What you will do: Repeat every line below exactly, word for word.

Data to process:
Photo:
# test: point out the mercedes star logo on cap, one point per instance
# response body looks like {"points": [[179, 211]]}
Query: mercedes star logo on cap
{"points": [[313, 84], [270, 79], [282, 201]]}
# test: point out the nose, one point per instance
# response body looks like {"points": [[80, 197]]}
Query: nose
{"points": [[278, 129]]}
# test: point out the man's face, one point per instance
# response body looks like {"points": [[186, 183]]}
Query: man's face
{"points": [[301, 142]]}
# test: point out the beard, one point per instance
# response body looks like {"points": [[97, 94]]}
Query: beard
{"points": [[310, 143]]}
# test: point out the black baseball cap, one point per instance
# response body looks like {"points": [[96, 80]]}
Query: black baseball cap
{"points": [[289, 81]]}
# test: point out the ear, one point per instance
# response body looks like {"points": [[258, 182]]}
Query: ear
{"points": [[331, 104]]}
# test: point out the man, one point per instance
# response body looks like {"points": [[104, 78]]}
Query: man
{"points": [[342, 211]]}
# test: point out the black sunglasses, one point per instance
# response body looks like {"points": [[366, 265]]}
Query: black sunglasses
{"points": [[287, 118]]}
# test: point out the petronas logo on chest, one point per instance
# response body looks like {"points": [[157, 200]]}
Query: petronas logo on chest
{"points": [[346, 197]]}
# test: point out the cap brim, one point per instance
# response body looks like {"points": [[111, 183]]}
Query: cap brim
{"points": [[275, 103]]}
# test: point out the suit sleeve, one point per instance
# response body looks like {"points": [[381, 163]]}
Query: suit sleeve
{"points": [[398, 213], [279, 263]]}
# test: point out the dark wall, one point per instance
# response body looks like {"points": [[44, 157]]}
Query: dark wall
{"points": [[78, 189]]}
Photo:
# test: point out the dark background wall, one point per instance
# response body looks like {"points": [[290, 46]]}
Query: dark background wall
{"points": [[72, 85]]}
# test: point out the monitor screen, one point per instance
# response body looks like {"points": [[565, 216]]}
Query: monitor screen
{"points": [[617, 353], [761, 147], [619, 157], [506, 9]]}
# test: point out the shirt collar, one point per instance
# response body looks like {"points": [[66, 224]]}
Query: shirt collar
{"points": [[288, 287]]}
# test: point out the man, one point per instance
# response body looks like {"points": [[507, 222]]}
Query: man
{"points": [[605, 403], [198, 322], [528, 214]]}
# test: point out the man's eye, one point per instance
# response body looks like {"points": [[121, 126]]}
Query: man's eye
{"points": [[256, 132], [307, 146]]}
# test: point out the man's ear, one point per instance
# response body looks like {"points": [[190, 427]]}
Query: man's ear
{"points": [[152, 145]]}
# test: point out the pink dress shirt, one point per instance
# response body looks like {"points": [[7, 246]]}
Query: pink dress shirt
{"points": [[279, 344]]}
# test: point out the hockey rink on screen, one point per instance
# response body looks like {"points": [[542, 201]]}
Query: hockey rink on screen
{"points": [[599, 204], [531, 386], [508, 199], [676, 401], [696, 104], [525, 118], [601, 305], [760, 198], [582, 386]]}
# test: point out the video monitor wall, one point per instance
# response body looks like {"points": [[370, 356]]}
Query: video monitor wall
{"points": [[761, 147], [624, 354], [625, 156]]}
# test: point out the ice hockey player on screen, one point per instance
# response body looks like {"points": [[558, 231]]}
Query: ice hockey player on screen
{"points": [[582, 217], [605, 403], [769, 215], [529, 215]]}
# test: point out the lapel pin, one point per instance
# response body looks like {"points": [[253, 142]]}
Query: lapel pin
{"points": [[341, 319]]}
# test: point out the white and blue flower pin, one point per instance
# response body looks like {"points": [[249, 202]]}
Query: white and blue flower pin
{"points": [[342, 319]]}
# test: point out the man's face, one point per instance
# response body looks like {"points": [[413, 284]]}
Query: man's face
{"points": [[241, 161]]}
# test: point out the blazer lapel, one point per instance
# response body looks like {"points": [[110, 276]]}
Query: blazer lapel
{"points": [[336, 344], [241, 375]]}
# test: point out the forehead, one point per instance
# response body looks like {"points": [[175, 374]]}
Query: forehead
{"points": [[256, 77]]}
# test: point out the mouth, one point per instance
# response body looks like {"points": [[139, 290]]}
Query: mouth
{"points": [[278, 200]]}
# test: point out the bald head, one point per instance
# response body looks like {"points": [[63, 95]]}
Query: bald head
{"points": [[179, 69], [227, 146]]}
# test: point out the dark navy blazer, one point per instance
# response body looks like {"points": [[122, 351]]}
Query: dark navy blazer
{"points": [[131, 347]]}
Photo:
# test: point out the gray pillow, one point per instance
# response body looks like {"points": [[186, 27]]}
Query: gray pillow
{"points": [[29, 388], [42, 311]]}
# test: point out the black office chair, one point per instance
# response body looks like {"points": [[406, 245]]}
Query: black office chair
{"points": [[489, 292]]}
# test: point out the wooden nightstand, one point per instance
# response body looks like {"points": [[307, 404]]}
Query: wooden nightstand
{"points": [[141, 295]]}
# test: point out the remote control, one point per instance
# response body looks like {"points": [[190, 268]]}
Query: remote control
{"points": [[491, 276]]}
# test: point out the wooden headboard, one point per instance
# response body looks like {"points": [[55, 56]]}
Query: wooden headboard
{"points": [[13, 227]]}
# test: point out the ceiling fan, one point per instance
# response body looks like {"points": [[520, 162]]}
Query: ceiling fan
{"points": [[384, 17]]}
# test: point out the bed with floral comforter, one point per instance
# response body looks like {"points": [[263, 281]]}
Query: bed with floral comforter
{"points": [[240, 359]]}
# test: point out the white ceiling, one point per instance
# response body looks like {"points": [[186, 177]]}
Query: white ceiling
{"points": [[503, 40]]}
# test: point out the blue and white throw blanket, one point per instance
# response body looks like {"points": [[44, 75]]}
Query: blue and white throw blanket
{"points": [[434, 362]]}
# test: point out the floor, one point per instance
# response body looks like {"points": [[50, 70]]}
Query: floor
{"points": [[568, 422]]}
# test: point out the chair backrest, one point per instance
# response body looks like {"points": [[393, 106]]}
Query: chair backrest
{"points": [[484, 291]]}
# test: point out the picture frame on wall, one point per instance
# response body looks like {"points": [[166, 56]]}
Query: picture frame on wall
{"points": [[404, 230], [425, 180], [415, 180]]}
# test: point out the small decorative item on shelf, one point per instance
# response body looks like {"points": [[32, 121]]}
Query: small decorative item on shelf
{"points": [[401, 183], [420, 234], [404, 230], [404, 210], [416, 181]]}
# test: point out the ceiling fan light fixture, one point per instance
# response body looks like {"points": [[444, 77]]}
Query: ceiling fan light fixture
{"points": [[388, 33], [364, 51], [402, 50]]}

Complete response:
Photo:
# test: point out the mercedes star logo on cap, one point per instance
# response body looks like {"points": [[179, 211]]}
Query: mercedes star logo on cap
{"points": [[313, 84], [270, 79], [282, 201]]}
# test: point out the nose, one point per instance
# response body looks like {"points": [[80, 197]]}
Query: nose
{"points": [[278, 129]]}
# test: point out the man's face, one point per instance
# response body looks like {"points": [[186, 183]]}
Query: man's face
{"points": [[301, 142]]}
# test: point out the beard, one point per instance
# response body looks like {"points": [[97, 94]]}
Query: beard
{"points": [[310, 143]]}
# test: point out the black baseball cap, one point per instance
# response body looks like {"points": [[96, 80]]}
Query: black baseball cap
{"points": [[289, 81]]}
# test: point out the ear, one point per instance
# response body looks like {"points": [[258, 182]]}
Query: ear
{"points": [[331, 104]]}
# test: point out the man, one point per instance
# response body looks like {"points": [[104, 78]]}
Query: man
{"points": [[342, 211]]}
# test: point out the black sunglasses, one point per instance
# response body looks like {"points": [[366, 265]]}
Query: black sunglasses
{"points": [[287, 118]]}
# test: point out the petronas logo on chest, one point per instance
# response body looks like {"points": [[157, 200]]}
Query: petronas logo on chest
{"points": [[346, 197]]}
# test: point out the cap brim, one point per instance
# response body looks like {"points": [[111, 183]]}
Query: cap brim
{"points": [[275, 103]]}
# test: point out the suit sleeve, one point per instance
# response body looks like {"points": [[381, 163]]}
Query: suit sleeve
{"points": [[398, 213], [279, 263]]}
# test: point out the dark wall, one point per instance
# response body looks like {"points": [[44, 157]]}
Query: dark wall
{"points": [[78, 189]]}
Photo:
# test: point out the dark background wall, one point per instance
# response body looks like {"points": [[290, 46]]}
Query: dark background wall
{"points": [[72, 85]]}
# test: point out the monitor screen, one point per instance
# response body looks like {"points": [[565, 216]]}
Query: monitor screen
{"points": [[617, 353], [761, 147], [619, 157], [506, 9]]}
# test: point out the shirt collar, one point per instance
# response body looks like {"points": [[66, 224]]}
Query: shirt collar
{"points": [[288, 287]]}
# test: point out the man, one point per instance
# response body looks like {"points": [[507, 222]]}
Query: man
{"points": [[605, 403], [198, 322], [528, 214]]}
# test: point out the man's eye, one point per instance
# response body looks like {"points": [[121, 126]]}
Query: man's eye
{"points": [[256, 132], [307, 146]]}
# test: point out the man's ear, one point per instance
# response body looks like {"points": [[190, 427]]}
Query: man's ear
{"points": [[152, 145]]}
# test: point out the pink dress shirt, one point per instance
# response body looks like {"points": [[7, 246]]}
Query: pink dress shirt
{"points": [[279, 344]]}
# test: point out the hockey rink on screen, one point per instance
# response body looks like {"points": [[542, 201]]}
Query: hockey rink on screen
{"points": [[599, 204], [531, 386], [508, 199], [676, 401], [696, 104], [525, 118], [601, 305], [760, 198], [582, 386]]}
# test: point out the video monitor wall, one point per instance
# response body looks like {"points": [[370, 356]]}
Query: video monitor wall
{"points": [[761, 147], [624, 354], [625, 156]]}
# test: point out the ice hockey player on screen, one point per instance
# response body looks like {"points": [[558, 231]]}
Query: ice hockey player on screen
{"points": [[582, 217], [605, 403], [769, 215], [529, 215]]}
# test: point out the lapel pin, one point per instance
# response body looks like {"points": [[253, 142]]}
Query: lapel pin
{"points": [[341, 319]]}
# test: point out the white and blue flower pin, one point per instance
# response body looks like {"points": [[249, 202]]}
Query: white and blue flower pin
{"points": [[342, 319]]}
# test: point out the man's face, one point per instance
# response body looks like {"points": [[413, 284]]}
Query: man's face
{"points": [[241, 161]]}
# test: point out the blazer lapel, one point per instance
# response body looks like {"points": [[110, 276]]}
Query: blazer lapel
{"points": [[336, 344], [241, 375]]}
# test: point out the forehead, one point per instance
# response body looks like {"points": [[175, 374]]}
Query: forehead
{"points": [[256, 77]]}
# test: point out the mouth, one point per instance
# response body looks like {"points": [[139, 290]]}
Query: mouth
{"points": [[278, 200]]}
# test: point out the bald head, one point per instance
# response body looks like {"points": [[63, 95]]}
Query: bald head
{"points": [[179, 69], [227, 146]]}
# test: point out the dark navy blazer, one point per instance
# response body looks like {"points": [[122, 351]]}
Query: dark navy blazer
{"points": [[131, 347]]}
Photo:
# test: point out the gray pillow, one point per instance
# response body looks like {"points": [[186, 27]]}
Query: gray pillow
{"points": [[29, 388], [42, 311]]}
# test: point out the black office chair, one point per instance
# response body looks like {"points": [[406, 245]]}
Query: black office chair
{"points": [[489, 292]]}
# test: point out the wooden nightstand, one point per instance
# response body looks like {"points": [[307, 404]]}
Query: wooden nightstand
{"points": [[141, 295]]}
# test: point out the remote control, one point per instance
# response body looks like {"points": [[190, 268]]}
Query: remote control
{"points": [[491, 276]]}
# test: point out the wooden headboard, one point per instance
# response body looks like {"points": [[55, 56]]}
Query: wooden headboard
{"points": [[13, 227]]}
# test: point out the ceiling fan, one point per instance
# response body looks like {"points": [[520, 162]]}
Query: ceiling fan
{"points": [[384, 17]]}
# test: point out the bed with floral comforter, one point per instance
# response body looks like {"points": [[263, 281]]}
Query: bed with floral comforter
{"points": [[240, 359]]}
# test: point out the white ceiling, one point per instance
# response body looks like {"points": [[186, 177]]}
Query: white ceiling
{"points": [[503, 40]]}
# test: point out the blue and white throw blanket, one point per instance
# response body looks like {"points": [[44, 75]]}
Query: blue and white throw blanket
{"points": [[434, 362]]}
# test: point out the floor, one point per instance
# response body looks like {"points": [[50, 70]]}
Query: floor
{"points": [[568, 422]]}
# test: point out the chair backrest, one point per instance
# response body looks like {"points": [[393, 106]]}
Query: chair backrest
{"points": [[484, 291]]}
# test: point out the picture frame on wall, one point per instance
# response body looks like {"points": [[166, 56]]}
Query: picture frame on wall
{"points": [[404, 230], [425, 180], [415, 180]]}
# test: point out the small decorative item on shelf, one point per instance
# response body looks like {"points": [[32, 121]]}
Query: small decorative item on shelf
{"points": [[401, 183], [420, 234], [404, 230], [404, 210], [416, 181]]}
# test: point out the ceiling fan light fixture, one point per instance
# response body looks like {"points": [[444, 77]]}
Query: ceiling fan light fixture
{"points": [[388, 33], [364, 51], [402, 50]]}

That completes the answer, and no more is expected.